===== Records for the exercise =====

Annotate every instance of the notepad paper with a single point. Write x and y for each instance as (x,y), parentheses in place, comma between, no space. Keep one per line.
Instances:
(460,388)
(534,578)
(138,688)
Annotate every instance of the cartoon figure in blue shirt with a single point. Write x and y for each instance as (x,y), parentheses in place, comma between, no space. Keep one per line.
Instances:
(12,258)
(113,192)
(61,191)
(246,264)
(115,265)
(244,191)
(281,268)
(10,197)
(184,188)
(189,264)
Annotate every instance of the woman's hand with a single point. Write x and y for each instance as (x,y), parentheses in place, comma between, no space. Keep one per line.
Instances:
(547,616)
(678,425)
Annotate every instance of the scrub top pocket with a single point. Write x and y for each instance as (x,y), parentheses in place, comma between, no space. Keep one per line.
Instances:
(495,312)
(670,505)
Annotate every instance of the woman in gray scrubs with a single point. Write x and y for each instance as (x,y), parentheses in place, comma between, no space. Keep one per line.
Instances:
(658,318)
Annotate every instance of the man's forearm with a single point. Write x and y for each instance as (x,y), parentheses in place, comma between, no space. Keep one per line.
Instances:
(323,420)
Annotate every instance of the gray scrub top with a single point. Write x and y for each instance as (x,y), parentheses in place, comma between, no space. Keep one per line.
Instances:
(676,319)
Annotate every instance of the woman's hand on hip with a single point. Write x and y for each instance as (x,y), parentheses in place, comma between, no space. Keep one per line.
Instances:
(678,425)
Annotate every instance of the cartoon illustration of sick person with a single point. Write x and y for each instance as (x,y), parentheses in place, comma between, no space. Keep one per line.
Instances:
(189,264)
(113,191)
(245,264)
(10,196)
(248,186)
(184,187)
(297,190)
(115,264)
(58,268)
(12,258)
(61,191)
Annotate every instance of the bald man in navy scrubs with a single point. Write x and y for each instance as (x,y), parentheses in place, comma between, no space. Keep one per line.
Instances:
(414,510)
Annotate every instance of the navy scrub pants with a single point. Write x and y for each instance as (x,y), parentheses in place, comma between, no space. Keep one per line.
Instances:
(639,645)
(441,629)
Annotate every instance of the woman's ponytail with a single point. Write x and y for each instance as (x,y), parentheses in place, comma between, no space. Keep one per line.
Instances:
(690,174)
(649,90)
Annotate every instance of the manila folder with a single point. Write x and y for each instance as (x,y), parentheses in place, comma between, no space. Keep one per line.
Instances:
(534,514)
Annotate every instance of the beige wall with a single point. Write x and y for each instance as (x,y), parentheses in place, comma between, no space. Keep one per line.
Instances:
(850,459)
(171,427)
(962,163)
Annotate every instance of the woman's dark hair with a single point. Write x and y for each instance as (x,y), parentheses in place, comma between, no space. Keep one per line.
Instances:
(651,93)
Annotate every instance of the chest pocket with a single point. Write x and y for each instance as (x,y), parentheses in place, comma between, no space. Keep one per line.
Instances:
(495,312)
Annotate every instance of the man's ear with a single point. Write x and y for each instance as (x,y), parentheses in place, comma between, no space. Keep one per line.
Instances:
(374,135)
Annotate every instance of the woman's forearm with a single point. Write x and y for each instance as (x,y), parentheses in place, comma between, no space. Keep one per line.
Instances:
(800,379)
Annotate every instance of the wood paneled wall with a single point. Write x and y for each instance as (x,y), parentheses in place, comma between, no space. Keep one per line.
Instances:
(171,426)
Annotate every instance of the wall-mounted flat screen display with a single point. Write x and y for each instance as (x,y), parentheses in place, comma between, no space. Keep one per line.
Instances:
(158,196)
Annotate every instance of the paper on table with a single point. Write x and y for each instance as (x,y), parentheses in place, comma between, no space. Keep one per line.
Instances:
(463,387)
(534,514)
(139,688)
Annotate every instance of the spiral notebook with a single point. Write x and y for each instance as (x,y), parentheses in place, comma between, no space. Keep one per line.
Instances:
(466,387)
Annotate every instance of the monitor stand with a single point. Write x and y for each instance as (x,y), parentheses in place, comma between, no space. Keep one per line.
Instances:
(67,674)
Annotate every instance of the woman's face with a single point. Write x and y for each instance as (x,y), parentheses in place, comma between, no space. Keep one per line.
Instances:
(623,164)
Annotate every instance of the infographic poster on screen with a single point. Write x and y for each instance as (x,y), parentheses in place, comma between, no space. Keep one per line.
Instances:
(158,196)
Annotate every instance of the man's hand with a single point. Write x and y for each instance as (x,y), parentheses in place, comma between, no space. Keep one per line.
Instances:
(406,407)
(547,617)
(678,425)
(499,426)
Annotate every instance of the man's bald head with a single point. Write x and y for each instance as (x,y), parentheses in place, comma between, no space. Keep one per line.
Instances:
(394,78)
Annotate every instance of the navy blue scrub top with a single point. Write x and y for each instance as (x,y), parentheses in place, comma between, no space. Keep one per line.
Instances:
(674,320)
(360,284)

=====

Lay out every line of the records above as a Markdown table with the columns Row and Line. Number each line in order and leave out any blank lines.

| Row | Line |
|---|---|
| 1 | Annotate every instance of the notepad paper with a single point. Write x and y for each instance as (x,y), parentheses in place, comma between, no space. Keep one per line. |
| 2 | Instances: |
| 3 | (460,388) |
| 4 | (534,578) |
| 5 | (138,688) |
| 6 | Annotate every instance of the cartoon figure in blue shirt with a single point. Write x and y for each instance as (x,y), parentheses in place, comma between, no space. Keep one per line. |
| 7 | Instances: |
| 8 | (12,258) |
| 9 | (113,192) |
| 10 | (61,191) |
| 11 | (246,264) |
| 12 | (115,265) |
| 13 | (244,191) |
| 14 | (281,268) |
| 15 | (10,197) |
| 16 | (184,188) |
| 17 | (189,264) |
| 18 | Annotate every instance of the woman's hand with a single point. Write x and y for each instance as (x,y), parentheses in place, comma between, no space. Keep one per line. |
| 19 | Instances: |
| 20 | (547,616) |
| 21 | (678,425) |
| 22 | Annotate every instance of the scrub top pocket with a single point. Write x and y for each instance as (x,y), parentheses in place, comma between, no space. Keep one per line. |
| 23 | Instances: |
| 24 | (495,312) |
| 25 | (670,505) |
| 26 | Annotate every instance of the woman in gray scrubs with a single point. Write x and y for each instance as (x,y), parentheses in place, comma between, no space. Keep one per line. |
| 27 | Instances: |
| 28 | (658,318) |
| 29 | Annotate every instance of the man's forearm with a single point. Write x and y for each instance as (x,y), parentheses in place, comma between, no space. Keep one per line. |
| 30 | Instances: |
| 31 | (323,420) |
| 32 | Annotate every instance of the gray scrub top with a single point. Write x and y for each instance as (x,y), parentheses in place, comma between, no space. Keep one per line. |
| 33 | Instances: |
| 34 | (676,319) |
| 35 | Annotate every instance of the woman's hand on hip with a single point. Write x and y for each instance as (x,y), parentheses in place, comma between, no space. Keep one per line. |
| 36 | Instances: |
| 37 | (678,425) |
| 38 | Annotate every instance of the cartoon illustration of sick person with a single point. Write x and y for each instance as (x,y), parentheses in place, comma between, no space. Keep one per line. |
| 39 | Instances: |
| 40 | (189,264) |
| 41 | (113,191) |
| 42 | (245,264) |
| 43 | (10,196) |
| 44 | (248,186) |
| 45 | (184,187) |
| 46 | (297,190) |
| 47 | (115,264) |
| 48 | (58,268) |
| 49 | (12,258) |
| 50 | (61,191) |
| 51 | Annotate every instance of the bald man in navy scrubs with a single point. Write x and y for each instance as (x,y), parentheses in place, comma between, no space. Keep one per line. |
| 52 | Instances: |
| 53 | (414,510) |
| 54 | Annotate every instance of the navy scrub pants with a single point. Write x and y for each instance as (x,y), parentheses in place, comma between, no space. Keep one per line. |
| 55 | Instances: |
| 56 | (639,645) |
| 57 | (441,629) |
| 58 | Annotate every instance of the woman's ponytail with a single point. Write x and y for each instance as (x,y), parentheses in place, comma between, no space. Keep one per line. |
| 59 | Instances: |
| 60 | (690,174) |
| 61 | (649,90) |
| 62 | Annotate every instance of the manila folder with a single point. Write x and y for each instance as (x,y), parentheses in place, comma between, no space. Keep one per line. |
| 63 | Instances: |
| 64 | (534,514) |
| 65 | Annotate every instance of the beige wall with a single point. Write x and y for each instance as (x,y), parentheses in place, comma between, no space. Keep one per line. |
| 66 | Instances: |
| 67 | (850,459) |
| 68 | (171,427) |
| 69 | (962,163) |
| 70 | Annotate every instance of the woman's dark hair with a single point. Write x and y for each instance as (x,y), parentheses in place, comma between, no space. Keep one per line. |
| 71 | Instances: |
| 72 | (651,93) |
| 73 | Annotate every instance of the chest pocket with a single point. Write x and y for each instance as (x,y), parentheses in place, comma between, no space. Keep one per line. |
| 74 | Instances: |
| 75 | (495,312) |
| 76 | Annotate every instance of the man's ear with a single point. Write x and y for each instance as (x,y), parentheses in place, comma between, no space. Keep one per line. |
| 77 | Instances: |
| 78 | (374,135) |
| 79 | Annotate every instance of the woman's forearm with a single point. Write x and y for each instance as (x,y), parentheses in place, comma between, no space. Keep one per line. |
| 80 | Instances: |
| 81 | (800,379) |
| 82 | Annotate every instance of the wood paneled wall with a single point. Write x and y for each instance as (x,y), parentheses in place, comma between, no space. Keep one per line. |
| 83 | Instances: |
| 84 | (171,426) |
| 85 | Annotate every instance of the wall-mounted flat screen display with a single point. Write x and y for each instance as (x,y), parentheses in place, comma between, no space. Keep one per line. |
| 86 | Instances: |
| 87 | (158,196) |
| 88 | Annotate every instance of the paper on table with a single point. Write x and y for each instance as (x,y), parentheses in place, comma between, no space. Keep one per line. |
| 89 | Instances: |
| 90 | (463,387) |
| 91 | (534,514) |
| 92 | (139,688) |
| 93 | Annotate every instance of the spiral notebook with a single point. Write x and y for each instance as (x,y), parentheses in place, comma between, no space. Keep one per line. |
| 94 | Instances: |
| 95 | (466,387) |
| 96 | Annotate every instance of the monitor stand with a single point. Write x and y for each instance as (x,y), parentheses in place, comma between, no space. Keep one per line. |
| 97 | Instances: |
| 98 | (67,674) |
| 99 | Annotate every instance of the woman's face with a single point. Write x and y for each instance as (x,y), parentheses in place, comma between, no space. Keep one per line. |
| 100 | Instances: |
| 101 | (623,164) |
| 102 | Annotate every instance of the infographic poster on screen with a single point. Write x and y for each instance as (x,y), parentheses in place, comma between, no space. Keep one per line. |
| 103 | Instances: |
| 104 | (158,196) |
| 105 | Annotate every instance of the man's hand with a single point. Write x and y for each instance as (x,y), parentheses in place, comma between, no space. Keep one per line. |
| 106 | Instances: |
| 107 | (406,407) |
| 108 | (547,617) |
| 109 | (678,425) |
| 110 | (499,426) |
| 111 | Annotate every instance of the man's bald head with a single point. Write x and y for each instance as (x,y), parentheses in place, comma between, no space. Keep one per line. |
| 112 | Instances: |
| 113 | (394,78) |
| 114 | Annotate every instance of the navy blue scrub top with a single point. Write x and y for each instance as (x,y), parentheses in place, comma between, no space. Keep one per line. |
| 115 | Instances: |
| 116 | (674,320) |
| 117 | (360,284) |